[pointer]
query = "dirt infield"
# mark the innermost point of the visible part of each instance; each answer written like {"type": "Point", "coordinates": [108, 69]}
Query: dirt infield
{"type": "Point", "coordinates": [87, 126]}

:::

**DIRECTIONS:** Extract every line above verbatim, keeping each character, space, and line break unchanged.

**EXERCISE ANSWER:**
[pointer]
query = "dirt infield"
# mark the innermost point of the visible part of each instance; each answer written like {"type": "Point", "coordinates": [108, 69]}
Query: dirt infield
{"type": "Point", "coordinates": [87, 126]}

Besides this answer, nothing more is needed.